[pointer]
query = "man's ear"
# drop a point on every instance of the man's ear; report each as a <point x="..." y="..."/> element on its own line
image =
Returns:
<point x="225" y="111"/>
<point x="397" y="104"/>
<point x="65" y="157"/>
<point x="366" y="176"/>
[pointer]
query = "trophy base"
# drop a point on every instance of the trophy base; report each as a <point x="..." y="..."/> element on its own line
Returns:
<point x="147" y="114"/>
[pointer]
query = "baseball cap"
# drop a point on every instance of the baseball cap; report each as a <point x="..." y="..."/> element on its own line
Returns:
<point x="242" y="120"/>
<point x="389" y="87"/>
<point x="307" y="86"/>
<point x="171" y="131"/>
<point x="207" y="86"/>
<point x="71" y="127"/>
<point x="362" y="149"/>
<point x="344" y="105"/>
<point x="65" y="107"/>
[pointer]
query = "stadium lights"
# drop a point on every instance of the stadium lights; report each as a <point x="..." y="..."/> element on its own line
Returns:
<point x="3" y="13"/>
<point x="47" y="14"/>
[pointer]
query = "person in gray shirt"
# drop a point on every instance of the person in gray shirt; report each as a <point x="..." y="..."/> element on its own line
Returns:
# # # # #
▸ **Work to complete**: Reproduce all of the entries above word for word, from the first line to the last.

▸ **In response**:
[pointer]
query = "man's ear"
# drop a point on every instance of the man's ear; report each as a <point x="..." y="..."/> element on its own line
image =
Returns:
<point x="225" y="111"/>
<point x="397" y="104"/>
<point x="65" y="157"/>
<point x="366" y="176"/>
[pointer]
query = "trophy base"
# drop a point on every instance of the trophy base; report each as a <point x="..." y="..."/> element on its own line
Returns:
<point x="147" y="114"/>
[pointer]
query = "baseball cap"
# drop a point on every instance of the baseball cap; report each as a <point x="..." y="..."/> element on its own line
Returns:
<point x="242" y="120"/>
<point x="389" y="87"/>
<point x="307" y="86"/>
<point x="171" y="131"/>
<point x="207" y="86"/>
<point x="71" y="127"/>
<point x="362" y="149"/>
<point x="344" y="105"/>
<point x="65" y="107"/>
[pointer]
query = "stadium lights"
# drop a point on every instance of the stadium lights; report each as a <point x="..." y="..."/> element on its own line
Returns:
<point x="3" y="13"/>
<point x="47" y="14"/>
[pointer]
query = "person in gray shirt"
# drop a point on every instance of the person in gray shirt; report each as a <point x="..." y="..."/> element on its own line
Returns:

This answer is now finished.